(Stored items from a collection)

※ ※ ※

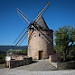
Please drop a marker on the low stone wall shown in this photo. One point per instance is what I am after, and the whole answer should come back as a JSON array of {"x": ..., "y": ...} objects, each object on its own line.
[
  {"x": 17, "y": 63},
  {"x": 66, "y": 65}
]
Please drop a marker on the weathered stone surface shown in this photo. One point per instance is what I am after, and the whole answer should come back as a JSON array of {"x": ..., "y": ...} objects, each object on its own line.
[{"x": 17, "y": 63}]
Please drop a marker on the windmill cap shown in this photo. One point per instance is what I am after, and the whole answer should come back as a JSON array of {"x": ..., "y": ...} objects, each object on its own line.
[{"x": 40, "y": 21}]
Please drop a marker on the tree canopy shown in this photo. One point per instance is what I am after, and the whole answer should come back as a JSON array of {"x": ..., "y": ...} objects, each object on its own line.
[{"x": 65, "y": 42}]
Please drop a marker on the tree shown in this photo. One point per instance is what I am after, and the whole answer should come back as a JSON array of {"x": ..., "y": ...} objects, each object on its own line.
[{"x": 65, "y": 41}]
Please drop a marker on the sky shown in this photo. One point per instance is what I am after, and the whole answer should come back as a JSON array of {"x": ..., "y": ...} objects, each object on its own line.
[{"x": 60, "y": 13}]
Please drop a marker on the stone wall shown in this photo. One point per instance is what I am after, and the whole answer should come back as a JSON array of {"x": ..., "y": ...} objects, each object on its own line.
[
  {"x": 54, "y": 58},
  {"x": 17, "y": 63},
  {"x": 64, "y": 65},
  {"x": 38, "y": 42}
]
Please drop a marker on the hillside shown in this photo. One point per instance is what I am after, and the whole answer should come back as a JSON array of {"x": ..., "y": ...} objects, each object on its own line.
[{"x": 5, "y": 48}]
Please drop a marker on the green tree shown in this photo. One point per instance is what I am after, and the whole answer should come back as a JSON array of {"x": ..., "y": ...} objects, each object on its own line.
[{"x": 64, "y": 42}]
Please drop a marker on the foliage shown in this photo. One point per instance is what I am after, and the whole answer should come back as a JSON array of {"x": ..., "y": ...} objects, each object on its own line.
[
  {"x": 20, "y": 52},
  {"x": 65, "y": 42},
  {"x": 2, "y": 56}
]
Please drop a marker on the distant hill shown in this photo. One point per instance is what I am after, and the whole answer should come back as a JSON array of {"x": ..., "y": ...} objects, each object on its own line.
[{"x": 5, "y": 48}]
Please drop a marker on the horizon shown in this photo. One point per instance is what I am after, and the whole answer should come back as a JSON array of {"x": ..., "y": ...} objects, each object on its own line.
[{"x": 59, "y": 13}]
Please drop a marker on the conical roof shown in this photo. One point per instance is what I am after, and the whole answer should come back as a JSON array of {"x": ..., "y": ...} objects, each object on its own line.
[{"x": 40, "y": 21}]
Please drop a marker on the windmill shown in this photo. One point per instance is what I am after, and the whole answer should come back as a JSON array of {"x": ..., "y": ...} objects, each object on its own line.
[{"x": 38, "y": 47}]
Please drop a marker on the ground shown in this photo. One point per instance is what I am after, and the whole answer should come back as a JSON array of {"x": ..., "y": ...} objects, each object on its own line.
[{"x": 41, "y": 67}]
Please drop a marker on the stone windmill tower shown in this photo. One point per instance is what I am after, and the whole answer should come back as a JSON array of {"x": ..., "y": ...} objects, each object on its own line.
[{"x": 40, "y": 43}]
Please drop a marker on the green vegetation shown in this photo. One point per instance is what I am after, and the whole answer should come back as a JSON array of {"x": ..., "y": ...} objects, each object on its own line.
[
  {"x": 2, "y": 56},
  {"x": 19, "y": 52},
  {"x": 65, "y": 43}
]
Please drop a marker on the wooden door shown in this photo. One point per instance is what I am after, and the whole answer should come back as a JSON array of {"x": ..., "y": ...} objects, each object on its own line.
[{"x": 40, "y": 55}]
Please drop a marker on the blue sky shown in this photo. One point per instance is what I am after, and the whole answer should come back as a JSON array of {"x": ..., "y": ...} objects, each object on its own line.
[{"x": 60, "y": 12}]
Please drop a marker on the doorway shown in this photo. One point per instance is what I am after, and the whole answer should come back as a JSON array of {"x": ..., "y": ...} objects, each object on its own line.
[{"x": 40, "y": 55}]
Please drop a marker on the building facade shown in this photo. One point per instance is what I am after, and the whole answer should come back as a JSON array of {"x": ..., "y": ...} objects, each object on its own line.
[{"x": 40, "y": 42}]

※ ※ ※

Keep the pictures out of the copy and return the rest of the data above exactly.

Please drop a marker on the low stone wall shown in this photo. One point per instance is what I am after, and the whole answer should come back as a JSON array of {"x": ..., "y": ...} objects, each object on its own line.
[
  {"x": 17, "y": 63},
  {"x": 66, "y": 65}
]
Please drop a marker on the weathered stone surface shown in this photo. One point per instance is what I am after, and the whole answer should come back as a JSON array of {"x": ..., "y": ...} objects, each object on its own line.
[{"x": 17, "y": 63}]
Please drop a marker on the windmill cap shown in this photo. One point per instance is what I am after, and the whole answer should come back as a JSON array of {"x": ..., "y": ...} objects, each object on its own line.
[{"x": 40, "y": 21}]
Please drop a marker on the tree canopy shown in this photo. One point per instance is what I am after, and the whole answer should come back as a JSON array of {"x": ..., "y": ...} objects, each object on its own line.
[{"x": 65, "y": 42}]
Please drop a marker on the tree shown in this photo. One point per instance is what I am after, and the whole answer should come back as a JSON array of {"x": ..., "y": ...} objects, each object on its own line.
[{"x": 65, "y": 41}]
Please drop a marker on the sky shown in this photo. One point per instance is what I am after, and the whole answer should come back as a JSON array of {"x": ..., "y": ...} objects, each object on its own line.
[{"x": 60, "y": 13}]
Please drop a marker on the stone wall shown in this photo. One point per instance is what I am after, and the whole answer should come back as a JSON array of {"x": ..., "y": ...} objects, each object on its own line.
[
  {"x": 54, "y": 58},
  {"x": 17, "y": 63},
  {"x": 64, "y": 65},
  {"x": 38, "y": 42}
]
Please drop a marker on the hillside shown in this photo. One point per instance is what I am after, and the whole answer should come back as a JSON array of {"x": ..., "y": ...} objects, each object on its own line.
[{"x": 5, "y": 48}]
Please drop a marker on the green tree shown in this photo. One point per instance is what I am after, and the whole answer should come back as a JSON array of {"x": ..., "y": ...} objects, each object on its own line.
[{"x": 64, "y": 42}]
Please drop a marker on the foliage shown in this photo. One point per instance is what I am after, and the whole answer should come back as a JSON array of {"x": ..., "y": ...} objects, each object on its own line.
[
  {"x": 20, "y": 52},
  {"x": 65, "y": 42},
  {"x": 2, "y": 56}
]
Please drop a marker on the distant hill shown in this photo. One point per instance is what I am after, and the whole answer should come back as a JSON array of {"x": ..., "y": ...} objects, each object on its own line.
[{"x": 5, "y": 48}]
Please drop a marker on the horizon shown in this photo. One point per instance is what I am after, and the whole answer should come back as a JSON array of {"x": ..., "y": ...} objects, each object on its own line.
[{"x": 59, "y": 13}]
Please drop a marker on the conical roof shown in this photo. One point per instance is what I am after, and the whole answer should come back as a JSON array of {"x": ..., "y": ...} objects, each object on its own line.
[{"x": 40, "y": 21}]
Please drop a marker on the windmill shown in this photo. One point per instance is what I am after, and the whole answer should come back as a JSON array of {"x": ..., "y": ...} objects, each object on its own line.
[{"x": 38, "y": 47}]
Please drop a marker on the ground shown in this photo. One point per instance is what I am after, and the whole answer should come back as a JSON array of {"x": ..., "y": ...} objects, each object on its own line.
[{"x": 41, "y": 67}]
Please drop a marker on the stone windmill tower shown in this photo. One point per instance is what I am after, and the whole answer should come back as a JSON array of {"x": ..., "y": ...} objects, each object on its own line.
[{"x": 40, "y": 43}]
Please drop a marker on the green vegetation shown in this photo. One point per instance is what I am after, and the whole answer should come back as a JSON array of {"x": ..., "y": ...} objects, each object on its own line.
[
  {"x": 2, "y": 56},
  {"x": 19, "y": 52},
  {"x": 65, "y": 43}
]
Please drop a marker on the wooden door shown in this photo. One point per instance is what I am after, and the whole answer should come back as a JSON array of {"x": ..., "y": ...} objects, each object on its own line.
[{"x": 40, "y": 55}]
Please drop a marker on the blue sky shown in this photo. One point per instance is what I am after, and the whole answer should come back as a JSON array of {"x": ..., "y": ...} objects, each object on its own line.
[{"x": 60, "y": 12}]
Please drop a marker on the doorway shown in this photo. One point per instance is what I am after, and the whole answer should come back as a JSON array of {"x": ..., "y": ...} objects, each object on its own line.
[{"x": 40, "y": 55}]
Please drop a marker on the building facade shown in this photo. One point per instance is what I am after, and the whole answer should come back as a JSON array of {"x": ..., "y": ...} objects, each object on its own line.
[{"x": 40, "y": 42}]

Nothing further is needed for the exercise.